- YOUR OBJECTIVE
Leave no line out. Transcribe the whole listing exactly.

BEGIN THE DATA

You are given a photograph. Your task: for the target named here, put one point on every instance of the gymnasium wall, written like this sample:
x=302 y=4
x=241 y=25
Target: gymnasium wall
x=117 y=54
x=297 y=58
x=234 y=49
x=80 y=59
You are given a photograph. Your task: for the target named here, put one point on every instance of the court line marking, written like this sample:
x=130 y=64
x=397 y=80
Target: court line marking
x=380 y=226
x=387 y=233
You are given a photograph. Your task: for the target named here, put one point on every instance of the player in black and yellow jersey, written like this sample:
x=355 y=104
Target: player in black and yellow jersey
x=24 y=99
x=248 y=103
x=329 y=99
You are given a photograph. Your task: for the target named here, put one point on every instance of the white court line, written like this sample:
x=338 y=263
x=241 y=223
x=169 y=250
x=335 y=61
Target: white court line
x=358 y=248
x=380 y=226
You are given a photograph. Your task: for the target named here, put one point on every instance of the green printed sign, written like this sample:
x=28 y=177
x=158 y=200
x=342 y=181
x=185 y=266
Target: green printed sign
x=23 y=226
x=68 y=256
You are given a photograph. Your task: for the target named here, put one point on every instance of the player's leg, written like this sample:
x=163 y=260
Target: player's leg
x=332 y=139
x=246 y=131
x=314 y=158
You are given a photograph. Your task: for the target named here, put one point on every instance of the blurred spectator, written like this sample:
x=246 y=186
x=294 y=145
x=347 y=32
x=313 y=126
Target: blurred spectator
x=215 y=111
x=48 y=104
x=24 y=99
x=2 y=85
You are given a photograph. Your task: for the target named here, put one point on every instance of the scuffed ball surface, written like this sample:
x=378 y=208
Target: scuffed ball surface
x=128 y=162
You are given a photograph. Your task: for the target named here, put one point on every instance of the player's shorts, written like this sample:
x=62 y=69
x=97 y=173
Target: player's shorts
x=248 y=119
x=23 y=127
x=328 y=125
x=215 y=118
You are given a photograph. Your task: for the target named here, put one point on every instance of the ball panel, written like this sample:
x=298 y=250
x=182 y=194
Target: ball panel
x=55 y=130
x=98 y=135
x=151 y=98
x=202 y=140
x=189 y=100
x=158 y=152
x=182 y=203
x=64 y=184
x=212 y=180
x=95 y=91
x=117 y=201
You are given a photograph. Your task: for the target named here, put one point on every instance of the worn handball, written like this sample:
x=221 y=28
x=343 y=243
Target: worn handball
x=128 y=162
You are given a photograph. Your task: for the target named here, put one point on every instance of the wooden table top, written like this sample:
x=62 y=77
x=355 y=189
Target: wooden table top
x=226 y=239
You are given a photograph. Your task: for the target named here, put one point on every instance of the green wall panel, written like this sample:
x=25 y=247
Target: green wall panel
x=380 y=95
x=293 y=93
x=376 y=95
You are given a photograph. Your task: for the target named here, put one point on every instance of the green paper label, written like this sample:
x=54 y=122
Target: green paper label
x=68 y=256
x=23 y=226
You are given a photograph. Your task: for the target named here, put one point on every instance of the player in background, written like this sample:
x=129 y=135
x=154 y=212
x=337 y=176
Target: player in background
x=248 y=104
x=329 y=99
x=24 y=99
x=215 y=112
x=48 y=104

END THE DATA

- RESPONSE BOX
You are given a photograph. Your task: for the target named here, put one point on every instance of the gymnasium wall, written like this sample:
x=302 y=4
x=241 y=25
Target: gymnasium wall
x=117 y=54
x=297 y=58
x=234 y=49
x=80 y=59
You are given a photograph. Your task: for the target named here, put one point on every instance of the court line marking, written like this sample:
x=130 y=64
x=397 y=80
Target: court line marking
x=380 y=226
x=387 y=233
You are given a photograph. Your task: for the target named here, put one point on every instance of the player in black and yellow jersey, written like this sample:
x=355 y=104
Target: player in black and yellow jersey
x=24 y=99
x=248 y=103
x=329 y=99
You are given a photograph. Your task: for the target named here, put one point on every instance of the white court line, written like this sample:
x=338 y=263
x=241 y=223
x=169 y=250
x=335 y=61
Target: white court line
x=358 y=248
x=380 y=226
You are given a photograph. Your task: for the target named here, put one point on every instance of the green printed sign, written like this sample:
x=28 y=177
x=158 y=200
x=342 y=181
x=185 y=266
Target: green printed sign
x=23 y=226
x=68 y=256
You are given a photograph. Your task: for the target named here, put one point on every instance of the player's leg, written like this sample:
x=163 y=260
Target: player's leg
x=332 y=139
x=246 y=131
x=314 y=158
You are given a photograph. Your task: for the target named here, put one point on every instance of the blurred spectator, written like this sample:
x=246 y=186
x=294 y=145
x=347 y=32
x=313 y=126
Target: blurred spectator
x=215 y=111
x=48 y=104
x=24 y=99
x=2 y=85
You are given a photograph. Your task: for the target named here, put one point on every instance of the scuffed ball surface, written like this sample:
x=378 y=208
Target: scuffed ball surface
x=128 y=162
You are given a photograph. Your task: for the target named here, put one point on every instance of the player's shorts, written like this sample:
x=62 y=69
x=97 y=173
Target: player's shorts
x=248 y=119
x=23 y=127
x=328 y=125
x=215 y=118
You are given a photograph. Your task: for the target named here, put one point on every instance of the ball panel, written like this sample:
x=298 y=250
x=182 y=194
Target: ball panel
x=55 y=130
x=98 y=135
x=151 y=98
x=202 y=140
x=189 y=100
x=158 y=152
x=182 y=203
x=64 y=184
x=212 y=180
x=95 y=91
x=117 y=201
You are given a photograph. Your task: for the target named here, put one point on every instance of the worn handball, written like this sample:
x=221 y=28
x=343 y=243
Target: worn handball
x=128 y=162
You are given a photograph. Your task: for the target named here, put one point on every instance of the wooden table top, written like this sample:
x=62 y=77
x=355 y=189
Target: wooden table top
x=226 y=239
You are given a photograph. Your task: for the target named here, put one point on every instance of the green wall panel, written like this sample:
x=25 y=247
Target: green wall panel
x=380 y=95
x=293 y=93
x=376 y=95
You are given a photograph. Your task: for the target named here, put one point on every instance of the green paper label, written like this sample:
x=54 y=122
Target: green paper label
x=68 y=256
x=23 y=226
You are given a photograph. Your task: for the target named here, put one point on every instance of the player in background, written like this sample:
x=129 y=135
x=154 y=212
x=337 y=176
Target: player in background
x=248 y=104
x=329 y=99
x=24 y=99
x=215 y=112
x=48 y=104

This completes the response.